[Point localization data]
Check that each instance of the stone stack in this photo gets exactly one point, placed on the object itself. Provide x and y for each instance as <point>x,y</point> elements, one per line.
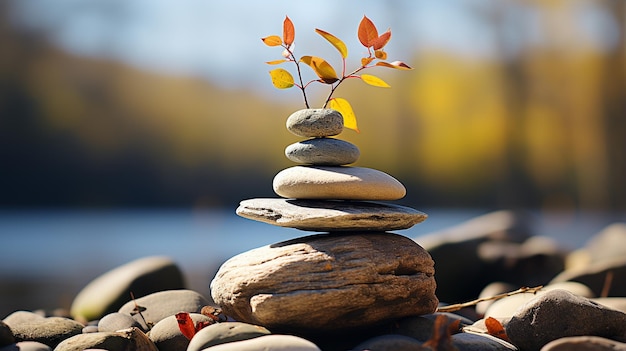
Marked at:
<point>356,274</point>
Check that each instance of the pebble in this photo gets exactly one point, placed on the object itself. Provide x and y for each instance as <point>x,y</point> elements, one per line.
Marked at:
<point>163,304</point>
<point>116,321</point>
<point>559,313</point>
<point>6,336</point>
<point>27,346</point>
<point>319,215</point>
<point>506,307</point>
<point>227,332</point>
<point>337,183</point>
<point>166,334</point>
<point>268,343</point>
<point>131,339</point>
<point>49,331</point>
<point>108,292</point>
<point>323,152</point>
<point>584,343</point>
<point>390,343</point>
<point>320,279</point>
<point>480,342</point>
<point>315,123</point>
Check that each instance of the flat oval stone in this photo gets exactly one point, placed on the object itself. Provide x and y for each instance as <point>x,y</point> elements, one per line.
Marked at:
<point>337,183</point>
<point>327,282</point>
<point>324,215</point>
<point>315,123</point>
<point>323,152</point>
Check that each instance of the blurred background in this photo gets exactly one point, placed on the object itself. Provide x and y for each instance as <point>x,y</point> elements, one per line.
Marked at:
<point>116,114</point>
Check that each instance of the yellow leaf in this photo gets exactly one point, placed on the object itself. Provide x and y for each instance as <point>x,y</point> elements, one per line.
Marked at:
<point>343,106</point>
<point>373,80</point>
<point>281,78</point>
<point>323,69</point>
<point>366,61</point>
<point>336,42</point>
<point>289,32</point>
<point>272,40</point>
<point>275,62</point>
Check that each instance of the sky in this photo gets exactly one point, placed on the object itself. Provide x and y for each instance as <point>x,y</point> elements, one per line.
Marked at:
<point>220,40</point>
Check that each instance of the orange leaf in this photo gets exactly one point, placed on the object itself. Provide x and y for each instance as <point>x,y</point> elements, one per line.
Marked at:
<point>381,55</point>
<point>272,40</point>
<point>374,81</point>
<point>185,324</point>
<point>344,107</point>
<point>289,32</point>
<point>323,69</point>
<point>495,328</point>
<point>276,62</point>
<point>367,32</point>
<point>395,64</point>
<point>382,40</point>
<point>281,78</point>
<point>336,42</point>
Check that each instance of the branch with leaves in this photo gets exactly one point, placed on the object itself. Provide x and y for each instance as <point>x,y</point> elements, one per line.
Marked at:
<point>326,73</point>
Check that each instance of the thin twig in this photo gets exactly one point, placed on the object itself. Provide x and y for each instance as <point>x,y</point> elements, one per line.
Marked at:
<point>458,306</point>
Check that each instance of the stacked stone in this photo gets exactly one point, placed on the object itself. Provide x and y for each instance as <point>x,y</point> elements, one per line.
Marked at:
<point>355,275</point>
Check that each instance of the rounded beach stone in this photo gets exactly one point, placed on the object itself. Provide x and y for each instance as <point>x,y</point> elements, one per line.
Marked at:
<point>321,215</point>
<point>559,313</point>
<point>50,331</point>
<point>167,336</point>
<point>126,339</point>
<point>27,346</point>
<point>337,183</point>
<point>323,152</point>
<point>269,343</point>
<point>315,123</point>
<point>108,292</point>
<point>163,304</point>
<point>327,282</point>
<point>117,321</point>
<point>221,333</point>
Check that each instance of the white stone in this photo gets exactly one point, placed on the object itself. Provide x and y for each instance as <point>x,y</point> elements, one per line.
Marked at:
<point>332,216</point>
<point>337,183</point>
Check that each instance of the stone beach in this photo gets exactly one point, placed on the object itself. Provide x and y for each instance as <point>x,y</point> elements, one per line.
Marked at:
<point>353,284</point>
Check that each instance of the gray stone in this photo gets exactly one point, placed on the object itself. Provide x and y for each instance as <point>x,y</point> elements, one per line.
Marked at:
<point>323,215</point>
<point>221,333</point>
<point>27,346</point>
<point>594,275</point>
<point>18,317</point>
<point>337,183</point>
<point>163,304</point>
<point>166,334</point>
<point>461,271</point>
<point>315,123</point>
<point>108,292</point>
<point>559,313</point>
<point>480,342</point>
<point>117,321</point>
<point>584,343</point>
<point>131,339</point>
<point>268,343</point>
<point>506,307</point>
<point>49,331</point>
<point>327,282</point>
<point>323,152</point>
<point>391,343</point>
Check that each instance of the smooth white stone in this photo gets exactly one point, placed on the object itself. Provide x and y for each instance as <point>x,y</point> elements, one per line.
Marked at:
<point>337,183</point>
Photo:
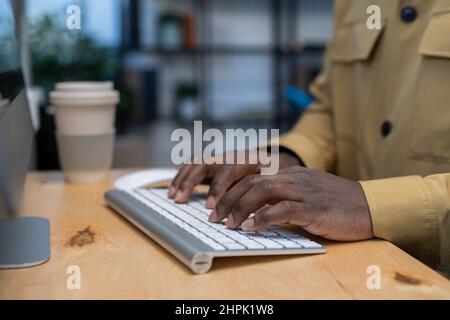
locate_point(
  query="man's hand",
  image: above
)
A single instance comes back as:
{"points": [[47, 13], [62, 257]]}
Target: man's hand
{"points": [[221, 177], [320, 203]]}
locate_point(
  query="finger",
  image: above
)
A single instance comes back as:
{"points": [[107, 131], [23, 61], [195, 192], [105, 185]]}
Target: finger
{"points": [[281, 213], [227, 201], [193, 178], [224, 178], [268, 191]]}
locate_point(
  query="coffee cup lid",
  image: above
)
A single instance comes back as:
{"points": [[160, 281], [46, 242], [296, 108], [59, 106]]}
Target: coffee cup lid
{"points": [[71, 98], [77, 86]]}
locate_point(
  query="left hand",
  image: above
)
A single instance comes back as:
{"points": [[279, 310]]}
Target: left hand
{"points": [[322, 204]]}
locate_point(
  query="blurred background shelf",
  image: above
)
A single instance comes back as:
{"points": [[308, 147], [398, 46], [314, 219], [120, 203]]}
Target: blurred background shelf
{"points": [[229, 63]]}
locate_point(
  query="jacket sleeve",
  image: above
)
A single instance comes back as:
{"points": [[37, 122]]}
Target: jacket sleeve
{"points": [[312, 138], [414, 214]]}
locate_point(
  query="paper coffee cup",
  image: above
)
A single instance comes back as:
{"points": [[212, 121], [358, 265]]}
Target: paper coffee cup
{"points": [[85, 114], [88, 112], [84, 86], [86, 158]]}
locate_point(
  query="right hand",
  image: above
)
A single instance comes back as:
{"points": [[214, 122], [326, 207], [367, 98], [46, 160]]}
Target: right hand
{"points": [[221, 176]]}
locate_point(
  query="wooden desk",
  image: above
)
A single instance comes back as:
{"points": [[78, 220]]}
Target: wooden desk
{"points": [[121, 262]]}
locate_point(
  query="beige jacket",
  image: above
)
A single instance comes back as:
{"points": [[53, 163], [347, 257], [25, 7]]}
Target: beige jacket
{"points": [[382, 116]]}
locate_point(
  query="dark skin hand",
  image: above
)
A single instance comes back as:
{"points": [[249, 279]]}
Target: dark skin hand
{"points": [[320, 203], [221, 177]]}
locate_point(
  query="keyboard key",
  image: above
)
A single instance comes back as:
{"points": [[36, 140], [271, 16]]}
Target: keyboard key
{"points": [[252, 244], [234, 246], [193, 218]]}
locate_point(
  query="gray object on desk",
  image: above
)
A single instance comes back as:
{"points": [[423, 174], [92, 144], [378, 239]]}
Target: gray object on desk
{"points": [[24, 242]]}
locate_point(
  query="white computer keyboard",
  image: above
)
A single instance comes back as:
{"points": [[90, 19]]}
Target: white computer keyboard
{"points": [[193, 218]]}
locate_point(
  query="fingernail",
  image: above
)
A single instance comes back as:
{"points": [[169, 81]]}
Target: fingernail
{"points": [[178, 196], [210, 202], [213, 216], [248, 224], [172, 191]]}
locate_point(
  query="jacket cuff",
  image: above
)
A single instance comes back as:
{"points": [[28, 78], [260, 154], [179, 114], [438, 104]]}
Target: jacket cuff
{"points": [[304, 149], [403, 212]]}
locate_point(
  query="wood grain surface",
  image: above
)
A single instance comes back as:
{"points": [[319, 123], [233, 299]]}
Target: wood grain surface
{"points": [[119, 262]]}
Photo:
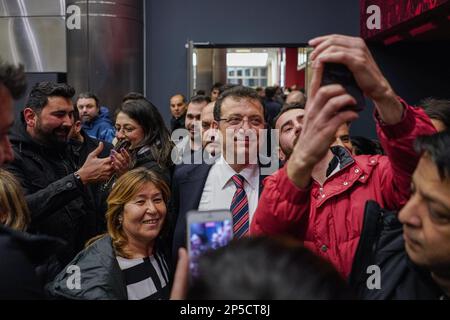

EXERCISE BRIEF
If the string "leaf" appears in a line of the data above, that line counts. State how many such lines there are and nothing more.

RESULT OF THIS TASK
2